### DIRECTIONS FOR THIS TASK
Rewrite the entries from the line with "# draw the outline of every instance of the thin" through the end of the entries, putting "eagle" wherever "bird of prey" appears and changing nothing else. Leave the pictures out of your answer.

### INPUT FOR THIS TASK
○ ○ ○

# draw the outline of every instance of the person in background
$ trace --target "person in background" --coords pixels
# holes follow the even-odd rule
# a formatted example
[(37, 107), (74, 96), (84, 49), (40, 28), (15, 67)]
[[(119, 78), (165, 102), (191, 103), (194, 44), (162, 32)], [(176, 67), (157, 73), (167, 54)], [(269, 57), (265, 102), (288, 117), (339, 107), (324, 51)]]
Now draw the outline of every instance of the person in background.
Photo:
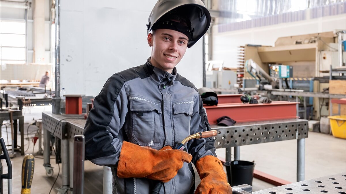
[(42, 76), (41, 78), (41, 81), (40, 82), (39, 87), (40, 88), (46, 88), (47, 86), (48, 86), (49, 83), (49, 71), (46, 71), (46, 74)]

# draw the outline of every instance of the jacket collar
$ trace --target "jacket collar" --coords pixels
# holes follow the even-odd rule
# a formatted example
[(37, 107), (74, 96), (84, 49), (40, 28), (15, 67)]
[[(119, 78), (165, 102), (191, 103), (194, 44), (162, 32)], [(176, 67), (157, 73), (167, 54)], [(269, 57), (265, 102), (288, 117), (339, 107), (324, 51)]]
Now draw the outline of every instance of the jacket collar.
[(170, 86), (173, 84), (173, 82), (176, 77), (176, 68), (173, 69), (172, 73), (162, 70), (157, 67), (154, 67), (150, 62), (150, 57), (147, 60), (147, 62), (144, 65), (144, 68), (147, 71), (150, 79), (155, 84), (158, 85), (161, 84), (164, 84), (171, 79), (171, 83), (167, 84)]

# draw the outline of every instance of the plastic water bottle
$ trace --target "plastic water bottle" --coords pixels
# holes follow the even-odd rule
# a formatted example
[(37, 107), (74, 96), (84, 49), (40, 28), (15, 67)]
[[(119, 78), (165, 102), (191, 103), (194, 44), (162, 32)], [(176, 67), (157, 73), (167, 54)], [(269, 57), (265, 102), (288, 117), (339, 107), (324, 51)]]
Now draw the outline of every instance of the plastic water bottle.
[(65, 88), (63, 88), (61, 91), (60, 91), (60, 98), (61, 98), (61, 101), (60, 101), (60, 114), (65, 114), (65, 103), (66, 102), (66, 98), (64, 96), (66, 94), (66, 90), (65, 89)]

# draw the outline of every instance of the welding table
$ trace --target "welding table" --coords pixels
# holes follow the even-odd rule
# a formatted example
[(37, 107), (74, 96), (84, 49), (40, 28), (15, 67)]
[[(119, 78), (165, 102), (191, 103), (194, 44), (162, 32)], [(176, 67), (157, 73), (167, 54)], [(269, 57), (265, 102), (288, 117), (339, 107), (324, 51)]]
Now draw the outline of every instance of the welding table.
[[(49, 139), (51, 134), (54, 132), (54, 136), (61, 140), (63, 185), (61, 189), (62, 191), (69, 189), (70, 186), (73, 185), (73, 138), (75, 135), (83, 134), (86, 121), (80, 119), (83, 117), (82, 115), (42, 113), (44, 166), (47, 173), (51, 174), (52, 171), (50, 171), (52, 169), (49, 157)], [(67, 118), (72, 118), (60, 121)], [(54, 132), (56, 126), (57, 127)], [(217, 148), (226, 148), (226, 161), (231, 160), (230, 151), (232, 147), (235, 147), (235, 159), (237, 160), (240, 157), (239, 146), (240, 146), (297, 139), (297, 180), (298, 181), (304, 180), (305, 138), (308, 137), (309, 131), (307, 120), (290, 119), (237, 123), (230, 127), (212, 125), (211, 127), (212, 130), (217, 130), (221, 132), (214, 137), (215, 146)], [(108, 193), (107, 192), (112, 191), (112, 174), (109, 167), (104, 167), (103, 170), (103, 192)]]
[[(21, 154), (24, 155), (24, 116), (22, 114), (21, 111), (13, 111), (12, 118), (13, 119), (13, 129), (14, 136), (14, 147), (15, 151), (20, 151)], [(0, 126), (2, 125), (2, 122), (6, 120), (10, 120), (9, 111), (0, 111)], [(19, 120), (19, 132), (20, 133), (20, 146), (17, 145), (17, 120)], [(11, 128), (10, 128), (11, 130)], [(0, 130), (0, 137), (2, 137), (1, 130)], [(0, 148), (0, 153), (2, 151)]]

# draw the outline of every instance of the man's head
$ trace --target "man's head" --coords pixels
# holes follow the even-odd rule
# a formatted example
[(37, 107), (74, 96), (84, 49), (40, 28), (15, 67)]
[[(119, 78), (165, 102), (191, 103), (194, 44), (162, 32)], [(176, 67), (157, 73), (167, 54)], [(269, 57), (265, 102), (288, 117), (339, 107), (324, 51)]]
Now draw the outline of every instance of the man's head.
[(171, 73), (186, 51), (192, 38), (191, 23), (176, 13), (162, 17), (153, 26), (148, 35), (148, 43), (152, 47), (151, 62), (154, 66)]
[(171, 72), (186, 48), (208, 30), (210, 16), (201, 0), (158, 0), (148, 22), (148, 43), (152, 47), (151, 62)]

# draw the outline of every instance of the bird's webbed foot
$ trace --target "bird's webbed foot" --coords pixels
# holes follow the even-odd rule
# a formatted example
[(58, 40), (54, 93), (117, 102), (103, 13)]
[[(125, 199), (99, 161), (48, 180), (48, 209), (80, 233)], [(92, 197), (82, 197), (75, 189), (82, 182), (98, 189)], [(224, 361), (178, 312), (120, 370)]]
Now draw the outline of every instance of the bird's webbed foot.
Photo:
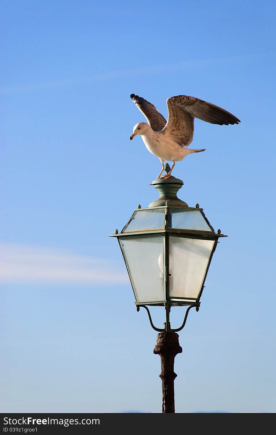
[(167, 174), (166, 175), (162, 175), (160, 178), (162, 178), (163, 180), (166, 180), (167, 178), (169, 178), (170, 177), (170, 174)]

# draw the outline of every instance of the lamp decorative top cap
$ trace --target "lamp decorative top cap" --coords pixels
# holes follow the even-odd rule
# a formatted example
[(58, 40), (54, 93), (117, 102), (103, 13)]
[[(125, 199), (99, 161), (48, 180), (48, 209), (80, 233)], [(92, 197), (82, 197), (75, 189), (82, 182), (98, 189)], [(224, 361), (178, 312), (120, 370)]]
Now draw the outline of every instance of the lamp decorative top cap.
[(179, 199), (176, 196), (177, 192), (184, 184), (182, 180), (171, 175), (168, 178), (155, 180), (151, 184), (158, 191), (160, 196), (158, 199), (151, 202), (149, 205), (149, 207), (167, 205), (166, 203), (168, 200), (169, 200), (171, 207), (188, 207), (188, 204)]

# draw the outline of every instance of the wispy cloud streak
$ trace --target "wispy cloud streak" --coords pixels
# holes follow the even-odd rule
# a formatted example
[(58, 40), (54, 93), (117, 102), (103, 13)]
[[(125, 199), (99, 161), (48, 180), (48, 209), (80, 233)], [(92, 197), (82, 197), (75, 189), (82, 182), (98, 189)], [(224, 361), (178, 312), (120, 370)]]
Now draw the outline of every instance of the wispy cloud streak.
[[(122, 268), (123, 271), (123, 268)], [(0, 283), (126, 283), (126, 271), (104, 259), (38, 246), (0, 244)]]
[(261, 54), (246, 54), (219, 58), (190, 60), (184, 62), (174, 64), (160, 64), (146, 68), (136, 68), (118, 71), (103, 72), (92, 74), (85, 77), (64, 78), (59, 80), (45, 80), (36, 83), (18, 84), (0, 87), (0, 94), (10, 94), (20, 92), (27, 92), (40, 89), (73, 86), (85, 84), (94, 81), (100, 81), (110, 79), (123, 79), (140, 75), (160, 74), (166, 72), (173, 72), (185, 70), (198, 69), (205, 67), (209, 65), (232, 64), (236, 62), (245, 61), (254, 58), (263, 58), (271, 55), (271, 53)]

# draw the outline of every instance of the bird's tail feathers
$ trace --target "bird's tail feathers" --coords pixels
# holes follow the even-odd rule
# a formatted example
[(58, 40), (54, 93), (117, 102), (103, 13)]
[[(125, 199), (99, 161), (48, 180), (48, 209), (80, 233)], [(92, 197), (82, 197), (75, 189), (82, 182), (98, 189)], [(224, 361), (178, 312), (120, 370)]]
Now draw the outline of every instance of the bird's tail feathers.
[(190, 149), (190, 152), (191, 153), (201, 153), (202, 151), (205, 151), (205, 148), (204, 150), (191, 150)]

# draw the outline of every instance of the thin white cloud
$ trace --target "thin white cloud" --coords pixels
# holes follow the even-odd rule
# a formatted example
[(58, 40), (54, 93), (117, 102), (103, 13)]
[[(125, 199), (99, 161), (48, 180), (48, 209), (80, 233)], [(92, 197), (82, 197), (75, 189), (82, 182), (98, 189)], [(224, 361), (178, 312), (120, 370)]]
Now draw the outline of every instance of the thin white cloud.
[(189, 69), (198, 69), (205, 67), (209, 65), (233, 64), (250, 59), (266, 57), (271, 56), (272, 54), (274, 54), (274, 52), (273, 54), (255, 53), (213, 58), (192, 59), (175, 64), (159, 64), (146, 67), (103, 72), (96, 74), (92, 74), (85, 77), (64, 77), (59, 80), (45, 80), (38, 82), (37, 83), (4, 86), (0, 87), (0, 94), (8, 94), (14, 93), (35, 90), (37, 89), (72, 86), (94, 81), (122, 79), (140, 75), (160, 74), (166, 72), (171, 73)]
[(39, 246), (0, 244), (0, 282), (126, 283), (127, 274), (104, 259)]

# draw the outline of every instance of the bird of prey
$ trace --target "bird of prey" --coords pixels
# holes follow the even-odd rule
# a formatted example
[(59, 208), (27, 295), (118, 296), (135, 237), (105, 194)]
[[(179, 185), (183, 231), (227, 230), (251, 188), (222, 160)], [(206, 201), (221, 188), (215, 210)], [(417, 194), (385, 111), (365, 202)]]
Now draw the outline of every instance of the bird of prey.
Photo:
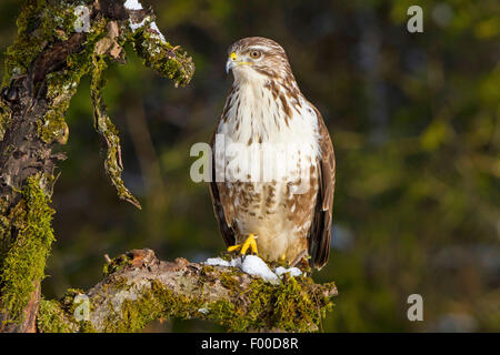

○ ○ ○

### OUTPUT OF THE TASK
# draw the outline of every instance of the thin white cloud
$ trace --target "thin white cloud" --coords pixels
# holes follow the even-odd rule
# a formatted example
[(58, 40), (54, 93), (117, 102), (103, 13)]
[[(125, 199), (99, 161), (48, 180), (48, 209), (80, 233)], [(92, 197), (82, 197), (75, 189), (82, 182), (98, 189)], [(224, 361), (178, 312), (120, 370)]]
Now draw the outline of every instance of the thin white cloud.
[(189, 69), (198, 69), (205, 67), (209, 65), (233, 64), (250, 59), (266, 57), (271, 56), (272, 54), (274, 54), (274, 52), (273, 54), (255, 53), (213, 58), (192, 59), (175, 64), (159, 64), (146, 67), (103, 72), (96, 74), (92, 74), (85, 77), (64, 77), (59, 80), (45, 80), (38, 82), (37, 83), (4, 86), (0, 87), (0, 94), (8, 94), (14, 93), (35, 90), (37, 89), (72, 86), (94, 81), (122, 79), (140, 75), (160, 74), (166, 72), (171, 73)]
[(39, 246), (0, 244), (0, 282), (126, 283), (127, 274), (104, 259)]

# draw the outline of every instance of the eagle
$ trace --target "eagle" --coords pixels
# holes follow the even-odd rule
# a formatted example
[(59, 208), (27, 295), (118, 296), (135, 237), (105, 194)]
[[(179, 185), (183, 231), (227, 230), (251, 188), (222, 160)], [(206, 201), (221, 188), (215, 210)], [(417, 194), (385, 111), (365, 202)]]
Now draw the outline of every instance of the eagle.
Photo:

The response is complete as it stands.